------ RECORDS SUPPLIED ------
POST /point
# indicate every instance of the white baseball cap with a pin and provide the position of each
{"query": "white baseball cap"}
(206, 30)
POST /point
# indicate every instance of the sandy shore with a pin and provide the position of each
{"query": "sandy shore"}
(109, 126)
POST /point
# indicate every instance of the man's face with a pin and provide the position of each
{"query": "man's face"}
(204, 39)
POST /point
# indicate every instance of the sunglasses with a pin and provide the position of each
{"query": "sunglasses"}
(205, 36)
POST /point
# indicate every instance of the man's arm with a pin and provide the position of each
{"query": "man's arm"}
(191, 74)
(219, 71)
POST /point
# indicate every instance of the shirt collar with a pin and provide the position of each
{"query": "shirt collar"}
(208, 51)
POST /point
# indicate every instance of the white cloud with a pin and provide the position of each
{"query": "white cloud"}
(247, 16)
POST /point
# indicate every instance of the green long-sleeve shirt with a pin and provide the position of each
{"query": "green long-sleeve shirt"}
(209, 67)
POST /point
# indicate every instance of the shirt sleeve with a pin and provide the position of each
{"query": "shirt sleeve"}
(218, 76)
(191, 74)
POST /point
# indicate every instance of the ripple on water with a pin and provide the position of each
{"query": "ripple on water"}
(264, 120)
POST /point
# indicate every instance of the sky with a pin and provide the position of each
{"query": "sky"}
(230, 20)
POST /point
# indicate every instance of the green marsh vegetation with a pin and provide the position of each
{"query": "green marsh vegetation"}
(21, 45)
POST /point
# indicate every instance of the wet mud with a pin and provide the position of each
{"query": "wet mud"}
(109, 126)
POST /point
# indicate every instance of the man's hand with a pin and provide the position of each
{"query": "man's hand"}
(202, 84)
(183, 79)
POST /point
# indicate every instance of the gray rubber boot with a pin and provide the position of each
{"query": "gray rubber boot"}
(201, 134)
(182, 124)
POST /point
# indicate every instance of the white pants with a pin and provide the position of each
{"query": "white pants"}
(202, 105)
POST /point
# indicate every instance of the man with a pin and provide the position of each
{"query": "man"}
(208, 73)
------
**YOUR GOAL**. Set down the records above once more, exactly as given.

**ANSWER SPACE**.
POST /point
# indicate every instance of the white baseball cap with a pin and provide the position of each
{"query": "white baseball cap"}
(206, 30)
POST /point
# indicate every instance of the sandy shore with a pin and provide the position of each
{"query": "sandy shore"}
(109, 126)
POST /point
# indicate every instance of the man's face with a pin and provide the position of each
{"query": "man's face"}
(204, 39)
POST /point
# indicate every instance of the sunglasses with a pin and provide the position of each
{"query": "sunglasses"}
(205, 36)
POST /point
# indicate every instance of the man's arm with a pin and provide the position of each
{"query": "man's arm"}
(191, 74)
(219, 71)
POST /point
# indicate every instance of the shirt collar with a pin and provide the position of each
{"query": "shirt collar"}
(208, 51)
POST /point
# indicate every instance of the white cloud with a pin and provide the position of each
{"query": "white cloud"}
(247, 16)
POST /point
# indicate every instance of the green long-sleeve shirt with a pin and provide the position of each
{"query": "green long-sleeve shirt"}
(209, 67)
POST /point
# indicate every instance of the shirt sleeve with a pin and provide the position of each
{"query": "shirt sleeve"}
(218, 76)
(191, 74)
POST /point
# indicate every instance of the ripple on water with a pin and provide the position of each
{"query": "ripple on water"}
(264, 120)
POST /point
# indicate every instance of the sky with a pin and provide the position of each
{"query": "sky"}
(230, 20)
POST /point
# indicate every instance of the green marsh vegetation with a pin and provide the position of each
{"query": "green marsh vegetation"}
(21, 45)
POST /point
# indicate every instance of the wet mud with a pin and provide the position of each
{"query": "wet mud"}
(109, 126)
POST /point
# indicate every instance of the man's hand with a pin and provide the position of each
{"query": "man's hand"}
(202, 84)
(183, 79)
POST /point
# indicate every instance of the gray rubber boot with a pin and provide the position of each
{"query": "gray rubber boot"}
(201, 134)
(182, 124)
POST /point
# indicate every instance of the white pants with a pin and provide the position of each
{"query": "white pants"}
(202, 105)
POST /point
# indicate every instance of the man with a pin and provide the position of each
{"query": "man"}
(208, 73)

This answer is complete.